Text segment:
-- Begin --

2026-06-03

Reproduce TYK2 RBFE in your own AWS in an afternoon

A copy-paste quickstart: take the canonical TYK2 ligand set, plan a 9-edge OpenFE perturbation network, fan it out across A10G spot GPUs with checkpoint-resume, and gather a per-edge ΔΔG table — all in your own AWS account, in an afternoon, for ~$33. Three templates (openfe-plan-network → openfe-rbfe-run → openfe-gather) wrap stock OpenFE 1.11.1 / OpenMM; nothing about the science is proprietary. You should land MUE ~0.38 kcal/mol on 9 edges — parity within noise vs published FEP+, read as a single-replicate sanity check, not a benchmark claim. Soft pitch at the end; mostly this is a recipe.

This is the hands-on companion to our TYK2 RBFE case study. That post argued the operating model. This one is the recipe: the exact three-stage chain, the commands, the runtimes, and the cost — so a skeptical comp chemist can reproduce the numbers in their own AWS account and decide for themselves.

There's no proprietary science here. The whole thing is stock OpenFE 1.11.1 driving OpenMM with Hamiltonian replica exchange — the same openfe plan-rbfe-network / openfe quickrun / openfe gather you'd run by hand. What the three Clusterra templates add is the plumbing around the science: the network→Slurm-array fan-out, spot checkpoint-resume, GPU right-sizing, per-edge cost stamping, and the gather — running on managed Slurm in your AWS account, so you never stand up a cluster. If you already have an HPC engineer and a working OpenFE/Slurm setup, you can run the identical science on that. This post is the fast path.

1. What you'll get, and what it costs

One ΔΔG table for the canonical 10-ligand TYK2 series: a 9-edge minimal-spanning network, per-edge ΔΔG(i→j) vs experiment.
~$33 of your AWS spot, end to end (~$3.7 per edge — an edge being its complex + solvent leg).
An afternoon of wall-clock. The plan and gather steps are minutes on CPU; the GPU edge-legs run in parallel, so 18 single-GPU jobs finish in roughly one long edge's wall time (~4–5 h with spot interruptions), not 18× that.
All in your own account. The network plan, every per-edge result JSON, the cost rollup, and the provenance land on your EFS / in your AWS — not in someone else's tenant.

-- End --

Work to complete:
**A)** Which OpenFE version do the three templates in the TYK2 quickstart wrap?
**B)** Transcribe the TYK2 quickstart starting with "Reproduce TYK2 RBFE" and going on through "is a recipe.".
**C)** Go on with the TYK2 quickstart from the point where it stops.

Records excerpted from a collection:

-- Begin --

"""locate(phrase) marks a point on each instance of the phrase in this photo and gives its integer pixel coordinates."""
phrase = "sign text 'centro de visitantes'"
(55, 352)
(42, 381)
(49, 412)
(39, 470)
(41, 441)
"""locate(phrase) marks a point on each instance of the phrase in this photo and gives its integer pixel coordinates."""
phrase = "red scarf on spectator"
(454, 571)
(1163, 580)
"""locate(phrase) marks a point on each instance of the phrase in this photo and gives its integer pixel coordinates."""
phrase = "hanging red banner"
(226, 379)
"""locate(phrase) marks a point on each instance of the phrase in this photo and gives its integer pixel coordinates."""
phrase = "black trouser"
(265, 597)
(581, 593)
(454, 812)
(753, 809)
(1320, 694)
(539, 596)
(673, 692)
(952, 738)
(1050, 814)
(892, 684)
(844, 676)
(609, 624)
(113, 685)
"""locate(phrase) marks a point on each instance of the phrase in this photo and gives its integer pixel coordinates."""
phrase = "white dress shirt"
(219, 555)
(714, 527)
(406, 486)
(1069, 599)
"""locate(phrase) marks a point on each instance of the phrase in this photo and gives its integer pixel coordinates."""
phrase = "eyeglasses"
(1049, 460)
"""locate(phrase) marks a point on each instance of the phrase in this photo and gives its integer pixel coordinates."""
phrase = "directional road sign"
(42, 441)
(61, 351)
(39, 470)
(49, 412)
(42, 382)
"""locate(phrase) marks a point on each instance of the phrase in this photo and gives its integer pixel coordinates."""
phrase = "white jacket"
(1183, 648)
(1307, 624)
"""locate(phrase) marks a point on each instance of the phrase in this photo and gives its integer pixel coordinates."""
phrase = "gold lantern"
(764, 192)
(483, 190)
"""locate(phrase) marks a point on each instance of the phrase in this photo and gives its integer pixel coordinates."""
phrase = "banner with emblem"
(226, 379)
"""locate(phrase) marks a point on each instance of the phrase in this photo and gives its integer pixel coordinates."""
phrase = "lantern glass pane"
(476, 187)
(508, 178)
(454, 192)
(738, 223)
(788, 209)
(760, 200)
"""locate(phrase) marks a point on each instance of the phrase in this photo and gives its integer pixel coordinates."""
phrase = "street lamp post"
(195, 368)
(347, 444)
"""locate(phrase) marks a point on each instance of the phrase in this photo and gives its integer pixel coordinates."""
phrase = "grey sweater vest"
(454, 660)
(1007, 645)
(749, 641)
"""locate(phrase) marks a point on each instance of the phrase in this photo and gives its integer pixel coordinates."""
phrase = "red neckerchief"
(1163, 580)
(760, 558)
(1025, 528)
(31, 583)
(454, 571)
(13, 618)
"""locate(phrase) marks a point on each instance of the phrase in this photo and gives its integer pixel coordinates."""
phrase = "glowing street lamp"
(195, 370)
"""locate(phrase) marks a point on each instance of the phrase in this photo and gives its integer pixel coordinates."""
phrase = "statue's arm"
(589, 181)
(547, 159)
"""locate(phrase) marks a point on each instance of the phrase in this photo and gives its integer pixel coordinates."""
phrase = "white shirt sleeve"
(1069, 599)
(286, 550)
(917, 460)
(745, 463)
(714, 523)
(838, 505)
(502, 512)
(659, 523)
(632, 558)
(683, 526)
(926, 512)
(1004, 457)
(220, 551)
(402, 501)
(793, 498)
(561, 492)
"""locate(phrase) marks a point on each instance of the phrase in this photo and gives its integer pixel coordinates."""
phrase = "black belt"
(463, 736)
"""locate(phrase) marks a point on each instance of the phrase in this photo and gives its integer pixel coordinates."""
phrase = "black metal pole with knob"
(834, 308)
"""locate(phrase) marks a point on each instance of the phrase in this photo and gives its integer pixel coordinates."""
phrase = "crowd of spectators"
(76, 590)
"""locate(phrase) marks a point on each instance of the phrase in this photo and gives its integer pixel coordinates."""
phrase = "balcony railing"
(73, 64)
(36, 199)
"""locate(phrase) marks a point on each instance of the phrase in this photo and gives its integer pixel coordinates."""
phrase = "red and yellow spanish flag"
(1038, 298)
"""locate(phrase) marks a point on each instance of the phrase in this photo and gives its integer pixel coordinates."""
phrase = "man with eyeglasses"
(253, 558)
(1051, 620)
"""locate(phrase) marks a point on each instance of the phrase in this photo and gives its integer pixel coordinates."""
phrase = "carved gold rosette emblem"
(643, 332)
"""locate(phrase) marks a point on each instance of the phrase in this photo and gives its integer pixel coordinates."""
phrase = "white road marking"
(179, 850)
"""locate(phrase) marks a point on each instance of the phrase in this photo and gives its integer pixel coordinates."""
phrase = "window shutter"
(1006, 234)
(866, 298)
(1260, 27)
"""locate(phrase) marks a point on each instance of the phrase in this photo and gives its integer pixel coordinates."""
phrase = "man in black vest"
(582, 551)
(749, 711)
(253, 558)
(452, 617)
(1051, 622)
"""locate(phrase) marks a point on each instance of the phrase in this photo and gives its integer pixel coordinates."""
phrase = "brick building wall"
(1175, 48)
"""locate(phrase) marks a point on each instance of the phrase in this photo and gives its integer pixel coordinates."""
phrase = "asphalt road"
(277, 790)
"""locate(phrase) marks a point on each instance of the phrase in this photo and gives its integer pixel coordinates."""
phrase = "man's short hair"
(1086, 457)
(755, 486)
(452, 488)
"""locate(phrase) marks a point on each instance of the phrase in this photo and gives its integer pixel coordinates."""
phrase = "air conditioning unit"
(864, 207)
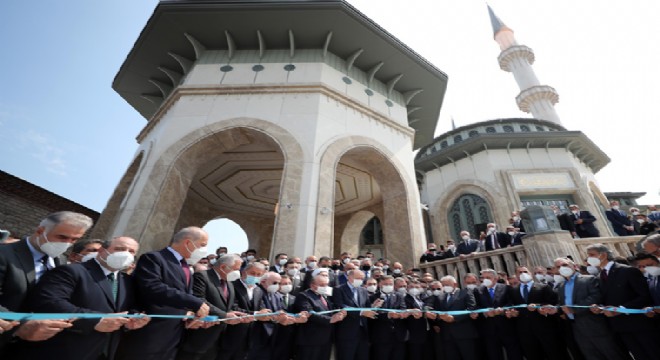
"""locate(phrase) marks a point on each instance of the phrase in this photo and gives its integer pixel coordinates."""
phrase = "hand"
(369, 314)
(7, 325)
(136, 323)
(203, 311)
(110, 324)
(39, 330)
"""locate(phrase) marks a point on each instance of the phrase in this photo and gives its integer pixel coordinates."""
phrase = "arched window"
(468, 212)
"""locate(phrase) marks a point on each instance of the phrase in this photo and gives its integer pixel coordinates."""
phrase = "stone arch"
(440, 227)
(401, 217)
(113, 207)
(162, 197)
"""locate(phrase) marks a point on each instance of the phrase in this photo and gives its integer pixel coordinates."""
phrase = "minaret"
(518, 59)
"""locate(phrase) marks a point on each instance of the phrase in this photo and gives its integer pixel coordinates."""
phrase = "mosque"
(311, 127)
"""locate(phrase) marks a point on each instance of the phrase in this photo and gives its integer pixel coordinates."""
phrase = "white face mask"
(120, 260)
(525, 277)
(566, 272)
(593, 261)
(593, 270)
(53, 249)
(197, 254)
(89, 256)
(387, 289)
(324, 290)
(652, 270)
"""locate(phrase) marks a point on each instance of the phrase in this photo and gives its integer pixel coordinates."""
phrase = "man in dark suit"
(537, 331)
(388, 332)
(352, 334)
(619, 220)
(314, 337)
(24, 262)
(583, 222)
(164, 286)
(459, 335)
(591, 331)
(624, 286)
(496, 330)
(215, 286)
(495, 239)
(96, 286)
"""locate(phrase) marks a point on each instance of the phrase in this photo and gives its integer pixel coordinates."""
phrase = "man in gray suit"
(24, 262)
(591, 331)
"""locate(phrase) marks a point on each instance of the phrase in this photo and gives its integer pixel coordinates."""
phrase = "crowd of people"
(201, 305)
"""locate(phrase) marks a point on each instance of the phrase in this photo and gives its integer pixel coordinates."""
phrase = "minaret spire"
(518, 59)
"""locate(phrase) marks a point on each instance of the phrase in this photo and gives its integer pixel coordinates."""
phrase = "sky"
(63, 127)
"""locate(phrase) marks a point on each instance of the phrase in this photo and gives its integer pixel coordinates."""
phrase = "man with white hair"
(24, 262)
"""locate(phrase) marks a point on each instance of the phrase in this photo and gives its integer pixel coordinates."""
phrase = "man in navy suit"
(625, 286)
(496, 329)
(352, 334)
(619, 220)
(24, 262)
(164, 286)
(314, 338)
(583, 221)
(96, 286)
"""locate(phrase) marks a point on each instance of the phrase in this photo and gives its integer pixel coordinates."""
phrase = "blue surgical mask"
(252, 280)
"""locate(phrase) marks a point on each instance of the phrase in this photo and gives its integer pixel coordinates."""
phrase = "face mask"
(652, 270)
(233, 275)
(252, 280)
(593, 261)
(566, 272)
(53, 249)
(89, 256)
(525, 277)
(324, 290)
(593, 270)
(387, 289)
(120, 260)
(197, 254)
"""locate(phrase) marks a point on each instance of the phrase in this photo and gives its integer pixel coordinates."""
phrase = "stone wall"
(23, 205)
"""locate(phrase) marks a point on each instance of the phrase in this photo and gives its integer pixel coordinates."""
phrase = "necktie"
(603, 275)
(186, 270)
(115, 286)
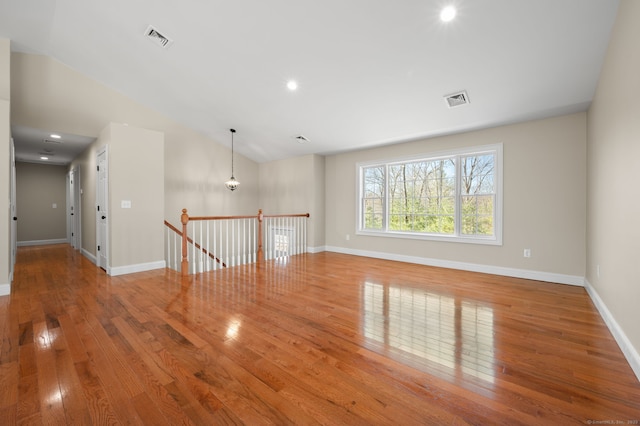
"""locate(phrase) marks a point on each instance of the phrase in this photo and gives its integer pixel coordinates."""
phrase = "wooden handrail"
(185, 218)
(287, 215)
(198, 246)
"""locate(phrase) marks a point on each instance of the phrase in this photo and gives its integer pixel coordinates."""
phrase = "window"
(453, 196)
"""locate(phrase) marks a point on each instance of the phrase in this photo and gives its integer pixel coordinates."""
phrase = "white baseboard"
(42, 242)
(140, 267)
(464, 266)
(630, 353)
(316, 249)
(89, 256)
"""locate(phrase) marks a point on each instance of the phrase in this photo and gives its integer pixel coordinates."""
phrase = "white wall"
(544, 202)
(613, 234)
(5, 167)
(293, 186)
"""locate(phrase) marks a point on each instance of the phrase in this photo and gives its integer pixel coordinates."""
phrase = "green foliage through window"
(452, 195)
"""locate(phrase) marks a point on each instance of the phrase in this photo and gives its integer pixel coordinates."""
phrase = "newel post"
(260, 253)
(184, 218)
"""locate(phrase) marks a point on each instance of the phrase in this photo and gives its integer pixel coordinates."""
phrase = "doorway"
(74, 218)
(102, 212)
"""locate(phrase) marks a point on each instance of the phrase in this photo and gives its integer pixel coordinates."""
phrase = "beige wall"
(136, 174)
(38, 188)
(5, 167)
(544, 199)
(613, 237)
(136, 157)
(296, 185)
(196, 166)
(87, 165)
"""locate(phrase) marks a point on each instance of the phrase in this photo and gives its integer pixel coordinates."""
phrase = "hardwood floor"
(316, 339)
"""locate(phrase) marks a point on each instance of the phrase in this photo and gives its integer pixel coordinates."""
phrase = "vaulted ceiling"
(369, 72)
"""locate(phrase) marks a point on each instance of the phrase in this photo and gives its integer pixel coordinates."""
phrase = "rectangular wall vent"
(457, 99)
(159, 39)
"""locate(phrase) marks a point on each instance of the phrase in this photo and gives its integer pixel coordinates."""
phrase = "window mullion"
(385, 219)
(458, 201)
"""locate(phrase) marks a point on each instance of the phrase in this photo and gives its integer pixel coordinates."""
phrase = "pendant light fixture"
(232, 183)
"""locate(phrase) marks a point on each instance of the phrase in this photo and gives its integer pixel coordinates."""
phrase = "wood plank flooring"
(315, 339)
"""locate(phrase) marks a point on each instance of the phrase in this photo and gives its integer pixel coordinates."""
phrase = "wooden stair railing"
(185, 219)
(190, 240)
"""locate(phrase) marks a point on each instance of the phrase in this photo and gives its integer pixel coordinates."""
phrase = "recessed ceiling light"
(447, 14)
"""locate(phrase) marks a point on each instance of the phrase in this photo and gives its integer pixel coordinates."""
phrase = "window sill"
(492, 241)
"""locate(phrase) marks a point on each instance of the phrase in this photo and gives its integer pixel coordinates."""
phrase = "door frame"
(12, 211)
(102, 209)
(74, 211)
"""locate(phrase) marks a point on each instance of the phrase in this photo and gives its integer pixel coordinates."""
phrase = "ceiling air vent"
(159, 39)
(457, 99)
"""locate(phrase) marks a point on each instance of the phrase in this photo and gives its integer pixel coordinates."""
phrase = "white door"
(13, 212)
(73, 222)
(102, 212)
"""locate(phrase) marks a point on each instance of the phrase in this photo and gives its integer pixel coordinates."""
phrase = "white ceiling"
(370, 72)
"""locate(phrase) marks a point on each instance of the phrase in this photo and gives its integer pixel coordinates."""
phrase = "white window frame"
(495, 239)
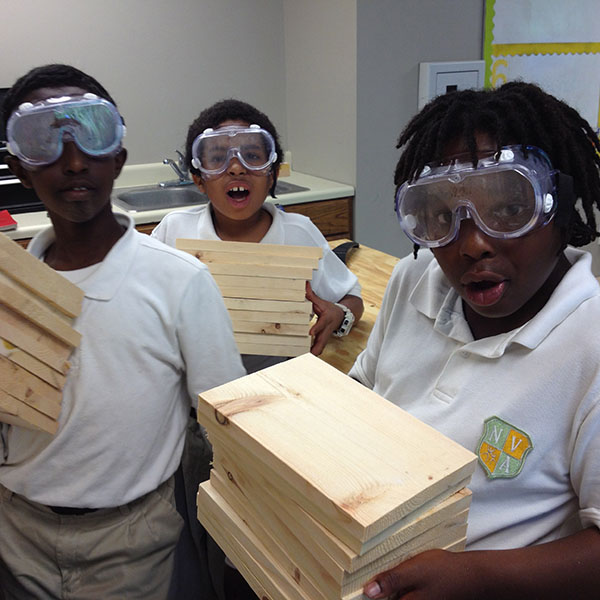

-- End --

Expected answers:
**A)** OpenFE 1.11.1

**B)**
Reproduce TYK2 RBFE in your own AWS in an afternoon

A copy-paste quickstart: take the canonical TYK2 ligand set, plan a 9-edge OpenFE perturbation network, fan it out across A10G spot GPUs with checkpoint-resume, and gather a per-edge ΔΔG table — all in your own AWS account, in an afternoon, for ~$33. Three templates (openfe-plan-network → openfe-rbfe-run → openfe-gather) wrap stock OpenFE 1.11.1 / OpenMM; nothing about the science is proprietary. You should land MUE ~0.38 kcal/mol on 9 edges — parity within noise vs published FEP+, read as a single-replicate sanity check, not a benchmark claim. Soft pitch at the end; mostly this is a recipe.

**C)**
Expected accuracy, stated honestly up front: MUE 0.38 kcal/mol [95% CI 0.23–0.55], RMSE 0.46, Pearson R 0.85 [−0.29–0.98] on 9 edges, single replicate. That is parity within experimental noise with published TYK2 FEP+ (0.75 / 0.93 / 0.89) and open-source OpenFE (0.75 / 0.94) — not a method that beats them. At n=1 on 9 edges this is a sanity check that the pipeline is wired correctly. More on why in §7.

2. Prereqs

The TYK2 ligand set. Use the canonical set that ships in OpenFE's rbfe_tutorial (also mirrored in OpenFreeEnergy/openfe-benchmarks): 10 ligands — ejm_31, ejm_42, ejm_43, ejm_46, ejm_47, ejm_48, ejm_50 (EJMECH series) and jmc_23, jmc_27, jmc_28 (JMC series) — plus the prepared TYK2 receptor PDB. You need:
a single multi-molecule ligand SDF with valid 3D conformers and correct protonation/tautomer states (OpenFE does not protonate ligands — wrong states silently corrupt every downstream ΔΔG);
the receptor PDB (protonated, capped, loops modeled).

Partial charges are optional on the SDF — the plan step regenerates AM1-BCC at plan time for one consistent charge model across the network, which is what you want.

An AWS account you control.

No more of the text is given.